» Tarefas escritas:
1: Com base na entrevista com o pastor Piragine, explique por que ele recomendou em 2010 que não se votasse no PT.
2: Prolongue a entrevista com o pastor Piragine a partir do ponto em que ela se encerra.

Seis anos depois, ele volta a falar do ocorrido, agora em circunstâncias muito diferentes. Dilma perdeu o cargo depois de um longo processo de impeachment e o PT passa por uma crise sem precedentes, com várias de suas lideranças históricas envolvidas presas, devido ao envolvimento em escândalos de corrupção.
Nesta entrevista ao Sempre Família, o pastor Piragine fala sobre as previsões que fez, sobre a moralização da política no Brasil e sobre o risco da liberação do aborto para o caso de bebês com microcefalia.
1) Como você viu a repercussão que se seguiu à divulgação do famoso vídeo de 2010?
Naquela ocasião eu tinha baixado os documentos do congresso do PT onde eles mostraram quais seriam as bandeiras que levariam se fossem eleitos, e isso teria que ser uma medida, como se fosse fechada pelo partido. Lendo depois todo o estatuto deles eu vi que eles não tinham muita abertura para questões de consciência. Eles têm um artigo sobre questões de consciência, mas a bancada no congresso só poderia se abster com uma liberação do diretório nacional. Essa liberação seria dada ou não de acordo com a intenção do partido e essa pessoa não poderia falar contra e nem fazer promoção de outra maneira. Ela não poderia ser contrária à posição do partido.
Como era um posicionamento muito fechado eu disse ‘não vote no PT’. Sei que outros partidos têm restrições, mas estes têm mais abertura ao direito de consciência. A grande crítica que recebi foi de que eu queria encucar a minha fé sobre as outras pessoas. O argumento que tenho em relação a isso é um pouco diferente: assim como marxistas, feministas e representantes LGBT têm direito a batalhar pela sua ideologia, em uma sociedade de direito constituída, qualquer cristão tem o direito de defender o que acredita, e não está impondo a sua religião quando faz isso. Apenas está dizendo o que ele acredita ser o melhor para a sociedade. Então para mim o argumento deles é que é, na verdade, uma espécie de perseguição.
Tenho ouvido algumas críticas em relação às 10 medidas e ao trabalho dos procuradores e a crítica é injusta, porque criticam eles dizem que desenvolvem um trabalho messiânico e alguns até falam que por serem evangélicos eles defendem esse messianismo (a ideia de que vão mudar a pátria). Eu acho que isso é preconceito. Só alguns são evangélicos. São dois dentro de uma força-tarefa de mais de 500 pessoas. É perseguição religiosa mais uma vez.

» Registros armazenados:
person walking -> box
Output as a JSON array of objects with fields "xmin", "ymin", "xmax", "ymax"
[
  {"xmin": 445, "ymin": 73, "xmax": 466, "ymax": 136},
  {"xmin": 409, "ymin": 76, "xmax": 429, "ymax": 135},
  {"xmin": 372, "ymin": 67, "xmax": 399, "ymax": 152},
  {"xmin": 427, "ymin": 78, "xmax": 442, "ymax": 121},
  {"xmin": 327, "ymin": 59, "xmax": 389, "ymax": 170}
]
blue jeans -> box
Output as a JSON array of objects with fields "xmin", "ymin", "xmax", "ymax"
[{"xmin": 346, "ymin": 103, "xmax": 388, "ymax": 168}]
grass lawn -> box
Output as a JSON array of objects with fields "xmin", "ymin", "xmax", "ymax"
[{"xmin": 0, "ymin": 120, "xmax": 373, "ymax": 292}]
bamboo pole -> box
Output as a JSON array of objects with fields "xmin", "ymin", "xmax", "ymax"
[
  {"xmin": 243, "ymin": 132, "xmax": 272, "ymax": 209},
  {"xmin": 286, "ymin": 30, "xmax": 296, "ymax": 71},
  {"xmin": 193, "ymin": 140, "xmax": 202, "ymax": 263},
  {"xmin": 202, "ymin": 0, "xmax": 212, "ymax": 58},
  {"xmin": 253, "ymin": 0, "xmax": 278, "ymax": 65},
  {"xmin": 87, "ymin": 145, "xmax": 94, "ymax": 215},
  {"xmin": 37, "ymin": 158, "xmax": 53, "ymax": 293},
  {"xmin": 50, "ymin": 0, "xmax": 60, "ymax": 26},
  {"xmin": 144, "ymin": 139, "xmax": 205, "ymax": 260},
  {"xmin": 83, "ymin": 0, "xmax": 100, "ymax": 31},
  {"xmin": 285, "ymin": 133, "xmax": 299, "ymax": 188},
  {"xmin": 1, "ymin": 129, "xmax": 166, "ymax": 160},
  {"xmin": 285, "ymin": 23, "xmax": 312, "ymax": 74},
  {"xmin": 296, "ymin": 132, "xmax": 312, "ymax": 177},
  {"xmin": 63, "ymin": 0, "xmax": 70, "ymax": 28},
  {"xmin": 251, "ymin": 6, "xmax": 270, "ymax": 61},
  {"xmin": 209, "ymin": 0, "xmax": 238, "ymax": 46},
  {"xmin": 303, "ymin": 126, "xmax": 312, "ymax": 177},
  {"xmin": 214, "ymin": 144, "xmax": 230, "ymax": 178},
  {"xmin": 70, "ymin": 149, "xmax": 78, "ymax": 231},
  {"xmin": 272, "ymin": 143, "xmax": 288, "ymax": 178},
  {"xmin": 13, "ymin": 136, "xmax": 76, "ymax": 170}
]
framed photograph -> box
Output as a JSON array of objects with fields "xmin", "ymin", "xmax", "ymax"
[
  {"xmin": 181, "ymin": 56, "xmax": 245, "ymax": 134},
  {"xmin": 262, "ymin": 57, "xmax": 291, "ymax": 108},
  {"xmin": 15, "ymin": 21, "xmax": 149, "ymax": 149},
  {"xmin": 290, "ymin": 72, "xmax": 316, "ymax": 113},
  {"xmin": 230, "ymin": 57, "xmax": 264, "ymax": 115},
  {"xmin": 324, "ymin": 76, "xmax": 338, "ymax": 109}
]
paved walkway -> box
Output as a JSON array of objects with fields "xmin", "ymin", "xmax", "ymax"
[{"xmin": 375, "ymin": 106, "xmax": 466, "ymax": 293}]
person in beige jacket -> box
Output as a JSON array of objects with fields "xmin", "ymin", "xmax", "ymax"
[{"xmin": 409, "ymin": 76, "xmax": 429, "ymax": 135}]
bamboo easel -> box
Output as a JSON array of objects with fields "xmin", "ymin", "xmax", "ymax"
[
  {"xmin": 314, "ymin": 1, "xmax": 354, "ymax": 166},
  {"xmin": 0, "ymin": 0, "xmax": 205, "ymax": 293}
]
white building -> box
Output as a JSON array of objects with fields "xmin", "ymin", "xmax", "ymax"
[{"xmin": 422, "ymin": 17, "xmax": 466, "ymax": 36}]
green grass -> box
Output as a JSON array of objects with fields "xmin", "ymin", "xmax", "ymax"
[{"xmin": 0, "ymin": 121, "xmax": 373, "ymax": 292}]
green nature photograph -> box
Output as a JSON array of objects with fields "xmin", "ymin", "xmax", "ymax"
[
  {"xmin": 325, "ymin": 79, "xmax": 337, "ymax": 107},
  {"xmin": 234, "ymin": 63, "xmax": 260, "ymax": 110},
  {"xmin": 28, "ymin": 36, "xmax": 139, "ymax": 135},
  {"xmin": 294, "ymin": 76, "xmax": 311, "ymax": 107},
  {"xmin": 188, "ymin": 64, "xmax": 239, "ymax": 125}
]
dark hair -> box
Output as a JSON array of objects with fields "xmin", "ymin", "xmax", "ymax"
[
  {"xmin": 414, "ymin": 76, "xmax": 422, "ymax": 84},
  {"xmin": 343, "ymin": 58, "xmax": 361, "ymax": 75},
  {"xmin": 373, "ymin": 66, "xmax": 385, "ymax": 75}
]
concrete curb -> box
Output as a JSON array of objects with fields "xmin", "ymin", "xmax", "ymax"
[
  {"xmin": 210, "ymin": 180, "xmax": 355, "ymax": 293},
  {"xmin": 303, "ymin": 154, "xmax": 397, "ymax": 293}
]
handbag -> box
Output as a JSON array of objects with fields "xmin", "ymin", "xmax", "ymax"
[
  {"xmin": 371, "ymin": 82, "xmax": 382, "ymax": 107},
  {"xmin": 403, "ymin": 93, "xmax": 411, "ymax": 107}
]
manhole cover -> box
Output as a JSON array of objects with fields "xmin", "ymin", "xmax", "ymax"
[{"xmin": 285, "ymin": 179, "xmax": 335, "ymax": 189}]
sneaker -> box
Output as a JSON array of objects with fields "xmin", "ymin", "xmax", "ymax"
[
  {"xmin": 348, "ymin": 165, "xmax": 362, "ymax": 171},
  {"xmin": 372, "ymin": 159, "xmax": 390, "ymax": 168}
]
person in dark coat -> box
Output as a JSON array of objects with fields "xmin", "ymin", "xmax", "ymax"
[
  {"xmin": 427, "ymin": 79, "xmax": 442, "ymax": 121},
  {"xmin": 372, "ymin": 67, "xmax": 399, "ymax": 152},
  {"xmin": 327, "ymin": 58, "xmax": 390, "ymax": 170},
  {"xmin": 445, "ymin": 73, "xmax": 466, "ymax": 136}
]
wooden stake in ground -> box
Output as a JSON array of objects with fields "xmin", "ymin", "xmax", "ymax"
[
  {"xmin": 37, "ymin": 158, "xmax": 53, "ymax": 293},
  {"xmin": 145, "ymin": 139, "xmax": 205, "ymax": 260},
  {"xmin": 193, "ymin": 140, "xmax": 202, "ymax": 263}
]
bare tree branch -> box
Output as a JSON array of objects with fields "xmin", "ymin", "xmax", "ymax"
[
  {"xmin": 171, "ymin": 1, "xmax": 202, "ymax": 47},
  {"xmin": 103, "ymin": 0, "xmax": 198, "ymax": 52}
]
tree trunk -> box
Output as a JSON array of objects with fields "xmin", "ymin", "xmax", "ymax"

» Respostas por tarefa:
1: Ele fez essa recomendação porque considerava o posicionamento do partido muito fechado. Pelo estatuto, a bancada no congresso só poderia se abster em questões de consciência com liberação do diretório nacional, concedida conforme a intenção do partido, e o parlamentar não poderia se manifestar contra a posição partidária.

2:
O que a Lava-Jato está mostrando aos brasileiros é que existe uma corrupção endêmica no do país, mas a força-tarefa sozinha não tem o poder de mudar isso. Não é um projeto messiânico, é um trabalho sério, com base em fatos que, talvez, nunca tenham sido demonstrados tão rapidamente e com tanta perícia. Eu vejo com bons olhos as 10 medidas contra a corrupção propostas pelo Ministério Público e isso é uma vitória da sociedade e não do partido A ou B.
Quanto ao futuro, é difícil fazer um prognóstico, mas estamos em um momento de esperança. Tudo vai depender do que que vai acontecer nos próximos meses se essa esperança vai tomar forma de realidade. Por enquanto o que existe é um sentimento positivo, mas o próprio fatiamento do impeachment já gerou desconfiança, porque foi um total desrespeito à Constituição, e foi advogado pelo presidente do Supremo Tribunal Federal (STF) e pelo presidente do Congresso. Então, quando a gente vê isso, ficamos com a seguinte dúvida: “O que acontece nos bastidores que ninguém fala, ao ponto de fatiar uma decisão que é ‘infatiável’ segundo a Constituição?’ A única coisa que me passa pela mente é que houve um acordo nos bastidores e que não aparece na televisão. E mais, ‘se a gente pode manobrar a constituição que segurança institucional a gente tem?”
3) E como o senhor tem visto a participação de evangélicos na política atual?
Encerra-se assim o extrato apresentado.